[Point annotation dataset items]
☆ ☆ ☆ ☆ ☆

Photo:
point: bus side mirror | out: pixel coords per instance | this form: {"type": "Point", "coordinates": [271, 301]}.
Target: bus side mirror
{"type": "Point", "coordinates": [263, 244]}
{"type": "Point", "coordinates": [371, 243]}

☆ ☆ ☆ ☆ ☆

§ WORK TO BE COMPLETED: Rewrite all the items above in full, requests included, and shift every coordinate in the answers by -91.

§ EXERCISE ANSWER:
Photo:
point: bus side mirror | out: pixel coords per instance | this form: {"type": "Point", "coordinates": [271, 301]}.
Target: bus side mirror
{"type": "Point", "coordinates": [172, 153]}
{"type": "Point", "coordinates": [280, 152]}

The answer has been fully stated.